All we need to do to challenge that idea is look at some married couples. Marriage doesn’t automatically mean readiness. I could share plenty of examples, starting with myself. What truly matters to God is that you surround yourself with the right people, but the only way to attract them is by becoming the right person in your heart. That’s the only thing you can control. You may not always have power over who enters your life, but you can control the kind of person you are.

We all have random childhood memories that somehow stick with us, even when we wish we could forget them to make room for more important things—like remembering our children’s names. One of mine is from sixth grade, during the Berkeley County writing test. I still remember the prompt almost word for word:

“Imagine you are on an adventure with your friends, and during this journey, you discover a valuable and unusual object. Describe the object.”

A few weeks later, our teacher returned with our graded tests and made an unexpected announcement:

“In all my years of teaching, I’ve never seen this happen before, but every single one of you failed the test.”

......

# GOALS
#1 Please reproduce the passage on readiness and a childhood writing test from "All we need" up to and including "person you are.".
#2 In the passage on readiness and a childhood writing test, what grade was the writer in when taking the Berkeley County writing test?

# INFORMATION PROVIDED
......

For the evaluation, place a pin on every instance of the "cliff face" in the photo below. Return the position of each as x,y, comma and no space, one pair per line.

......

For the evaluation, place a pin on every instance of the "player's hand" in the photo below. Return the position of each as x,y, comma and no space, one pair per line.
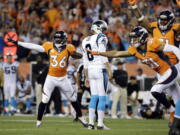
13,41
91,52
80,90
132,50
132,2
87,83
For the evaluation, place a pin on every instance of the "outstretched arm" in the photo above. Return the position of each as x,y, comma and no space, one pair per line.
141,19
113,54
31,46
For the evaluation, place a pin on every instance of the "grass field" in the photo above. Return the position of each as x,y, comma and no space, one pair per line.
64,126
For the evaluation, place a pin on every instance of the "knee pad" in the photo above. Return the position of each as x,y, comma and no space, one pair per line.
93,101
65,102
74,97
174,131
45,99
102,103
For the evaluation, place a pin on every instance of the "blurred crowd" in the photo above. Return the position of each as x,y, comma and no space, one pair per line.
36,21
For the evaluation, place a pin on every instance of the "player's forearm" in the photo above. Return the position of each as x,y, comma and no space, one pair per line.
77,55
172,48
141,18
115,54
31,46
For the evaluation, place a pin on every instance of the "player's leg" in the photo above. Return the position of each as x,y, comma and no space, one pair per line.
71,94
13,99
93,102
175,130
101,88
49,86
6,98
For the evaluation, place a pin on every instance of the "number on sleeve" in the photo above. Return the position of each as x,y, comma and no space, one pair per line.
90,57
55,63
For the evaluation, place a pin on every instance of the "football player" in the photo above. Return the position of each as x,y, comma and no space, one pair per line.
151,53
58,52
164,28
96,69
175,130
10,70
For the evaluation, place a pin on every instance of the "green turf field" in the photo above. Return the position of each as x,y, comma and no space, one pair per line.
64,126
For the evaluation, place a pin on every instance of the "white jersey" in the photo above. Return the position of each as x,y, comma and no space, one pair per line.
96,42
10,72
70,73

......

# WORKED ANSWERS
#1
All we need to do to challenge that idea is look at some married couples. Marriage doesn’t automatically mean readiness. I could share plenty of examples, starting with myself. What truly matters to God is that you surround yourself with the right people, but the only way to attract them is by becoming the right person in your heart. That’s the only thing you can control. You may not always have power over who enters your life, but you can control the kind of person you are.

#2 Sixth grade.